==== TASK DATA ====

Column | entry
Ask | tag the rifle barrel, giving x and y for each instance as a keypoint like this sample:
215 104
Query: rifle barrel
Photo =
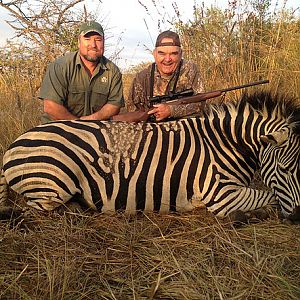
244 86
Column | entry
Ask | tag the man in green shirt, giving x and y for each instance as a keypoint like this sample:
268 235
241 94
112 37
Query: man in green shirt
83 84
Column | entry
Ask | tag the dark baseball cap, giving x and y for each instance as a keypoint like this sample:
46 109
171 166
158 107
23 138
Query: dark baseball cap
170 35
91 26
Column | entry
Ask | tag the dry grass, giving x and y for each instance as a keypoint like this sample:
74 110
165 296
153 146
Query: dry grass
192 256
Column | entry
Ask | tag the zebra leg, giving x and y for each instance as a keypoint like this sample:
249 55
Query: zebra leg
3 190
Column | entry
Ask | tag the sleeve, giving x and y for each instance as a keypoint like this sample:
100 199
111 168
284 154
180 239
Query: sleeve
54 85
115 96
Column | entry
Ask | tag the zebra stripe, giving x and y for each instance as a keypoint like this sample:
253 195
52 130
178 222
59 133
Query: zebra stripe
166 166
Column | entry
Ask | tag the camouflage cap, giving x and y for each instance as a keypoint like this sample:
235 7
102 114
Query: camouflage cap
91 26
170 35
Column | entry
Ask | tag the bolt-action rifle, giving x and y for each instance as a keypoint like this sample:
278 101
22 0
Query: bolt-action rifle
184 97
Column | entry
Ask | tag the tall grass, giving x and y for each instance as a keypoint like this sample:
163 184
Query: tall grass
192 256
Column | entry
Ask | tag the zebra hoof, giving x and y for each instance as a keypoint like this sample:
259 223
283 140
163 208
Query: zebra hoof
9 213
238 218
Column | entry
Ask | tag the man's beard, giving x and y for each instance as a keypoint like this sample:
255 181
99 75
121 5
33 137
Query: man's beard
90 58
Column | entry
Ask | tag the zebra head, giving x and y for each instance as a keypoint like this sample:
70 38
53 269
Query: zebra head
280 169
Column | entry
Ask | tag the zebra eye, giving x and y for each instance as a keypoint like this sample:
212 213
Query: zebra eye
282 167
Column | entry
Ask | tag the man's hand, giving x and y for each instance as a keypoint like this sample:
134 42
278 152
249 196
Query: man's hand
160 111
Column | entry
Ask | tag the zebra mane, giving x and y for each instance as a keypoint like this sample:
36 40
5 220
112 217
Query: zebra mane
266 103
284 106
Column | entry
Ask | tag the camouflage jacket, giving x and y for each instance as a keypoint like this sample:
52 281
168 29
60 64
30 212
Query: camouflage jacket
189 78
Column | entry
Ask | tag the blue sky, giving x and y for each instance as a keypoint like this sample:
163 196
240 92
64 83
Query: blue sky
130 27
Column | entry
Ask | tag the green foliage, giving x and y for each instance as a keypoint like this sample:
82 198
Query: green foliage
244 43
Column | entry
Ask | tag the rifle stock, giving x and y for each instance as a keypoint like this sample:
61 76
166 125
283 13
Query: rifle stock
209 95
180 98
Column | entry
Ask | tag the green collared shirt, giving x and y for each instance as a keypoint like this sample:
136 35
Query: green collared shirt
66 82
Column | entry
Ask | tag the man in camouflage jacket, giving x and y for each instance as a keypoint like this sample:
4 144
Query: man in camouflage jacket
169 74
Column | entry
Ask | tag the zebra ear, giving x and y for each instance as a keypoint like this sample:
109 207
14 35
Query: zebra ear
276 137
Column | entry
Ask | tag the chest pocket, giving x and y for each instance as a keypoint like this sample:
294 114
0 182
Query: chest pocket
99 96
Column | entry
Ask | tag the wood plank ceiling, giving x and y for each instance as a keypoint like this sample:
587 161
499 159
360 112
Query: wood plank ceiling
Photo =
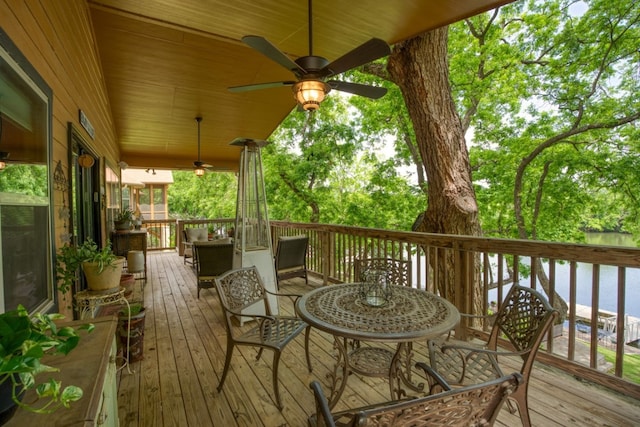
166 62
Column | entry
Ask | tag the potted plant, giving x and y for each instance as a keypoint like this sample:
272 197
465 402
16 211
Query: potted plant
123 219
24 340
101 267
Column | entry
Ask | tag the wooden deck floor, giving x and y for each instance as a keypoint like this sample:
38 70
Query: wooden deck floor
184 347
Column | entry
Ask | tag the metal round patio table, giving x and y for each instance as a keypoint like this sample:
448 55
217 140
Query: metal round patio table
410 315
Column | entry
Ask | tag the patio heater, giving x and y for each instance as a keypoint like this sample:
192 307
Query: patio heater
252 235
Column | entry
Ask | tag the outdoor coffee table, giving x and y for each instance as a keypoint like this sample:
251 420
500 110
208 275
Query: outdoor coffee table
410 315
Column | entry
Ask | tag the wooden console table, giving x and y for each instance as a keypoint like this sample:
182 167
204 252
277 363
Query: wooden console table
130 240
90 366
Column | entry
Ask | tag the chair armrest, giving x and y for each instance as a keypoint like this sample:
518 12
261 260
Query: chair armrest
477 316
294 297
433 378
257 317
471 350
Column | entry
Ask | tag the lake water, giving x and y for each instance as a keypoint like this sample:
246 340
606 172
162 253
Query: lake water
608 279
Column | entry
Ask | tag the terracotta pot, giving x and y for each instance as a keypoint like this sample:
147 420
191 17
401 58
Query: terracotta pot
108 279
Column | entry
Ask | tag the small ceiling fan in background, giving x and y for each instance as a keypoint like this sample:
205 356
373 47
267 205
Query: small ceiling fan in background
313 71
199 166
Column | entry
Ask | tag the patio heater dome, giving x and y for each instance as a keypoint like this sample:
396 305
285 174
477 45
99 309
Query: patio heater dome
252 234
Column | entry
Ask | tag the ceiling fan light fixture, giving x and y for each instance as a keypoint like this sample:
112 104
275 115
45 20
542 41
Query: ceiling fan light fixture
310 93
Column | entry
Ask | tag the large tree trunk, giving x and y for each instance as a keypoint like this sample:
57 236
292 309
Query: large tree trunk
419 66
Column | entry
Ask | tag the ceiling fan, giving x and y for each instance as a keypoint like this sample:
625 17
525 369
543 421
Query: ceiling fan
313 71
199 166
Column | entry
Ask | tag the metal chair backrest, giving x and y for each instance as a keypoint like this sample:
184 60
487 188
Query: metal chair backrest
524 318
239 289
476 405
213 259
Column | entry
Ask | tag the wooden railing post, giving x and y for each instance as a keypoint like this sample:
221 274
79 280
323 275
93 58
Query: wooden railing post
327 255
179 228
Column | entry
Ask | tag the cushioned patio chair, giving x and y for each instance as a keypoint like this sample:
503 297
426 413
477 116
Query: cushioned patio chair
291 258
211 259
476 405
524 318
241 288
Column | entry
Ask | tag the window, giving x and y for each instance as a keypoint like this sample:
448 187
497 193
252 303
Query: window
25 194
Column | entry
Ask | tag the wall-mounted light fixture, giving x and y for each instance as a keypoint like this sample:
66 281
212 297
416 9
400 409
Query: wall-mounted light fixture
86 160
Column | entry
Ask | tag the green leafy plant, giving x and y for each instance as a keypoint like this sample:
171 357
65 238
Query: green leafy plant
70 258
24 340
124 215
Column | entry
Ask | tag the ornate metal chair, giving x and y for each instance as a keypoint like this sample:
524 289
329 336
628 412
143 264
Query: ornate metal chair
241 288
476 405
291 257
524 318
211 260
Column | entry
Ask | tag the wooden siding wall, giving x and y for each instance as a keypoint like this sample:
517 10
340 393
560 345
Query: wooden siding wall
57 38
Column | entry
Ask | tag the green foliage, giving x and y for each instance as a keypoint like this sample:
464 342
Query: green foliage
552 100
547 93
23 343
30 180
210 196
124 215
323 168
70 258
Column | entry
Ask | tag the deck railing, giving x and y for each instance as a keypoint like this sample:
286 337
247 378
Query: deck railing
493 264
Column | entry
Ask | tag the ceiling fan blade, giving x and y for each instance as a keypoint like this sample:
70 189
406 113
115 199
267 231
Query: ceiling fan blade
373 92
265 47
246 88
363 54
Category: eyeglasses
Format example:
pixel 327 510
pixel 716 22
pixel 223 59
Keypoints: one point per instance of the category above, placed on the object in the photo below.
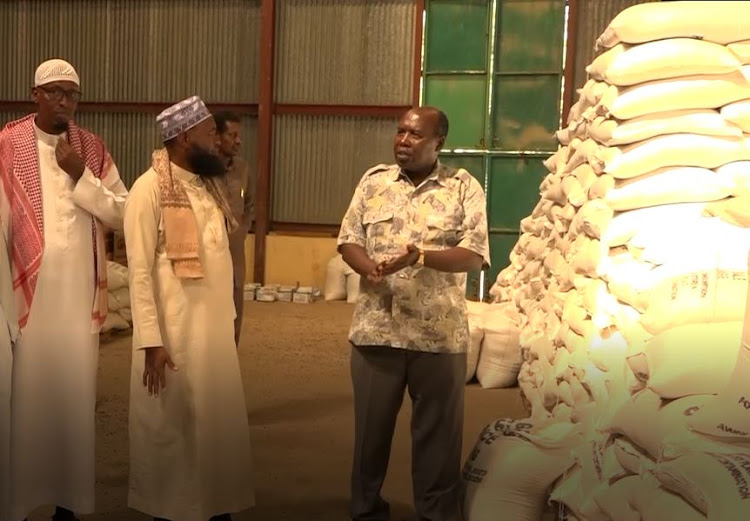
pixel 57 94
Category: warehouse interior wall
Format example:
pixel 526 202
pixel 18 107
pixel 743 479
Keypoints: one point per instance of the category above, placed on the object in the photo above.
pixel 342 73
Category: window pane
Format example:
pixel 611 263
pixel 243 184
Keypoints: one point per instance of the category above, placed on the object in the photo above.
pixel 530 35
pixel 463 98
pixel 514 190
pixel 456 35
pixel 526 112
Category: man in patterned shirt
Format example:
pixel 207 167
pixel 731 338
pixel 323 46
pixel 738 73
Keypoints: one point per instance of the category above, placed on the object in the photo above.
pixel 412 231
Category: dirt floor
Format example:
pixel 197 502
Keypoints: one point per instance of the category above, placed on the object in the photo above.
pixel 295 364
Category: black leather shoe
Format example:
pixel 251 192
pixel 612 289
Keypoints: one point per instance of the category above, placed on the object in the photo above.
pixel 63 514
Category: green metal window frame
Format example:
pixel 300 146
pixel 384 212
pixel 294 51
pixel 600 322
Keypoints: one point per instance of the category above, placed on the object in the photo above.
pixel 511 146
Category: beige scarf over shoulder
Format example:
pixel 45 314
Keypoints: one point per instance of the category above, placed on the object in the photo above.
pixel 180 228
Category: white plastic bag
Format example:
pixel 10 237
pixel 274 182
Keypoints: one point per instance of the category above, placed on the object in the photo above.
pixel 511 467
pixel 662 59
pixel 715 21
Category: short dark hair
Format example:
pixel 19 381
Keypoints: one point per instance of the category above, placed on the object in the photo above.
pixel 222 117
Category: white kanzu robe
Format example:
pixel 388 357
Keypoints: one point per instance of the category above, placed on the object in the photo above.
pixel 55 360
pixel 190 446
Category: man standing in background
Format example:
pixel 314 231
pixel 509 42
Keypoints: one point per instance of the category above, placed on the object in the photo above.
pixel 58 188
pixel 237 185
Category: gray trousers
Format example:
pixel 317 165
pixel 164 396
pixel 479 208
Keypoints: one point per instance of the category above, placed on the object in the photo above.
pixel 436 386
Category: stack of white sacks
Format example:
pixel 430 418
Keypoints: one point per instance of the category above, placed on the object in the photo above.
pixel 631 280
pixel 119 316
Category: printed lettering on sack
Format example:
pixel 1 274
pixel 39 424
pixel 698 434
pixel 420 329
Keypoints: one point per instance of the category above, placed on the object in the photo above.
pixel 491 433
pixel 743 489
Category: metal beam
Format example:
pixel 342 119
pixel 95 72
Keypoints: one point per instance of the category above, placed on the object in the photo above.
pixel 569 75
pixel 245 109
pixel 377 111
pixel 265 137
pixel 331 230
pixel 417 75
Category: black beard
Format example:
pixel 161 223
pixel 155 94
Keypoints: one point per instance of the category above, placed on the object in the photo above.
pixel 60 126
pixel 205 164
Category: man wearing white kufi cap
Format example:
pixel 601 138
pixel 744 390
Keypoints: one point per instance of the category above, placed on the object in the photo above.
pixel 59 188
pixel 189 436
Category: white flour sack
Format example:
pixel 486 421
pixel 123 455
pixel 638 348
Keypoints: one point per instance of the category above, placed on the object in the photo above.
pixel 662 59
pixel 593 219
pixel 738 113
pixel 718 485
pixel 507 475
pixel 616 500
pixel 648 421
pixel 685 93
pixel 117 276
pixel 655 503
pixel 611 132
pixel 741 50
pixel 673 150
pixel 670 185
pixel 474 312
pixel 715 21
pixel 500 358
pixel 728 414
pixel 689 359
pixel 625 225
pixel 693 248
pixel 631 458
pixel 572 492
pixel 701 295
pixel 739 173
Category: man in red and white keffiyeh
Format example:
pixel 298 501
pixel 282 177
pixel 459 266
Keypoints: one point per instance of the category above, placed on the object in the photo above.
pixel 58 189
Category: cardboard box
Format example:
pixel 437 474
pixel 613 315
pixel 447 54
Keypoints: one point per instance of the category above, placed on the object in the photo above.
pixel 304 295
pixel 285 293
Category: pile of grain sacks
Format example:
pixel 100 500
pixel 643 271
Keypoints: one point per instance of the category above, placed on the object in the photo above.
pixel 119 316
pixel 631 275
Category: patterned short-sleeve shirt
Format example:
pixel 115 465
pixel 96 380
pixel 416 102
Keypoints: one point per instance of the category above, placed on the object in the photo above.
pixel 418 308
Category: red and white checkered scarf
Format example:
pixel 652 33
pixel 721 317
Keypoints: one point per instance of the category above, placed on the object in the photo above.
pixel 21 214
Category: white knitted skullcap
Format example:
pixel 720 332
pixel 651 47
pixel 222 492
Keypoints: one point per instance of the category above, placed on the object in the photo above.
pixel 55 70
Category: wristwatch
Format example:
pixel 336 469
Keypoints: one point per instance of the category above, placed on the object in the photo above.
pixel 420 259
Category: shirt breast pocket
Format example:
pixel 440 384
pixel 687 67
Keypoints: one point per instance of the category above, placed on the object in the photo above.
pixel 442 232
pixel 379 231
pixel 377 224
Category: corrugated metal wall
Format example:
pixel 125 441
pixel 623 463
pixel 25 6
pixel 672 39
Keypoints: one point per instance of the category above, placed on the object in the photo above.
pixel 354 52
pixel 136 50
pixel 594 17
pixel 319 160
pixel 339 52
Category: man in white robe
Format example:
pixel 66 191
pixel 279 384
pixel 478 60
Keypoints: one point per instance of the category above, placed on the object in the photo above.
pixel 58 188
pixel 189 435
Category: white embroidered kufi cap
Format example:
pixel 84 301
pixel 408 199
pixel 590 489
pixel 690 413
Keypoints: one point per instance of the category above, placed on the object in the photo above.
pixel 55 70
pixel 181 117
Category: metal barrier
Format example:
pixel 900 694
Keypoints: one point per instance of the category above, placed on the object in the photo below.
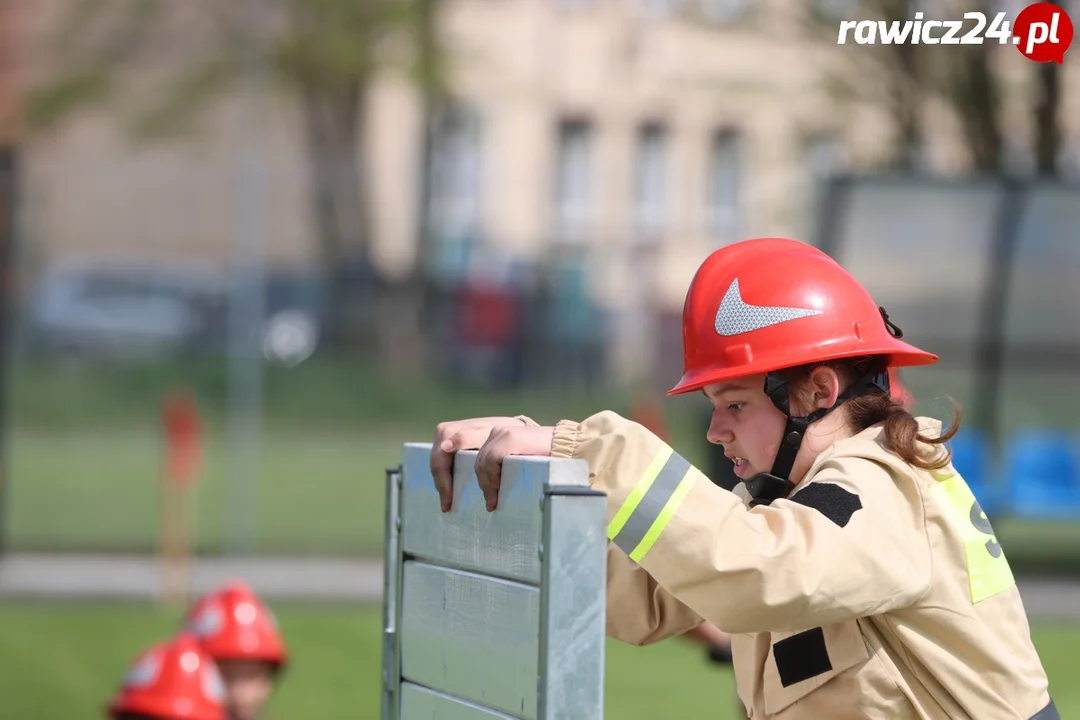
pixel 494 614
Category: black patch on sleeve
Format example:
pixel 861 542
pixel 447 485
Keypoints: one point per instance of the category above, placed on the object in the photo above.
pixel 831 500
pixel 801 656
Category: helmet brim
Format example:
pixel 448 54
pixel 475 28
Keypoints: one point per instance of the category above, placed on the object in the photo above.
pixel 901 354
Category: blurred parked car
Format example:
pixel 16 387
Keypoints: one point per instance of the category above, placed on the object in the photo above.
pixel 117 310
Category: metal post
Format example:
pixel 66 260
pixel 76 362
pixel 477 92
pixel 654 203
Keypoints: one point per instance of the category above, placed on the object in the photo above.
pixel 246 299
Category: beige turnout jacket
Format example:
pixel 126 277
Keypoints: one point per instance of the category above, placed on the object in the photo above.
pixel 876 591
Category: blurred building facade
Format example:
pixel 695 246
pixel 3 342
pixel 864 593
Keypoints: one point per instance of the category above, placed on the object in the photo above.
pixel 638 134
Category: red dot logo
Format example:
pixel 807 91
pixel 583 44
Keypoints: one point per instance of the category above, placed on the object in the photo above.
pixel 1043 32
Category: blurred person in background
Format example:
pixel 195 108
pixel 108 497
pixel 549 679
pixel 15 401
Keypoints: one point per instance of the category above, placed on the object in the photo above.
pixel 851 566
pixel 174 680
pixel 242 636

====

### DESCRIPTION OF THE TASK
Change "Format example" to "Sample format" in the lines between the one holding "Category: man in red and white keffiyeh" and the one holding "pixel 21 214", inclusive. Write out only those lines, leaving everything else in them as it is.

### CORRECT RESULT
Category: man in red and white keffiyeh
Sample format:
pixel 298 501
pixel 282 177
pixel 459 266
Keypoints: one point per instance of the category above, placed on the object in the photo above.
pixel 58 189
Category: cardboard box
Sample format:
pixel 437 474
pixel 613 315
pixel 447 54
Keypoints: one point per instance of the category above, placed on the object in the photo above.
pixel 304 295
pixel 285 293
Category: pile of grain sacks
Sample format:
pixel 100 500
pixel 643 271
Keypoints: one point per instance of the category above, placed on the object in the photo above.
pixel 119 316
pixel 631 275
Category: patterned short-sleeve shirt
Sample format:
pixel 115 465
pixel 96 380
pixel 416 102
Keypoints: one point per instance of the category above, placed on the object in the photo above.
pixel 418 308
Category: red and white checkered scarf
Sample format:
pixel 652 33
pixel 721 317
Keypoints: one point per instance of the category above, placed on the object in the photo above.
pixel 21 214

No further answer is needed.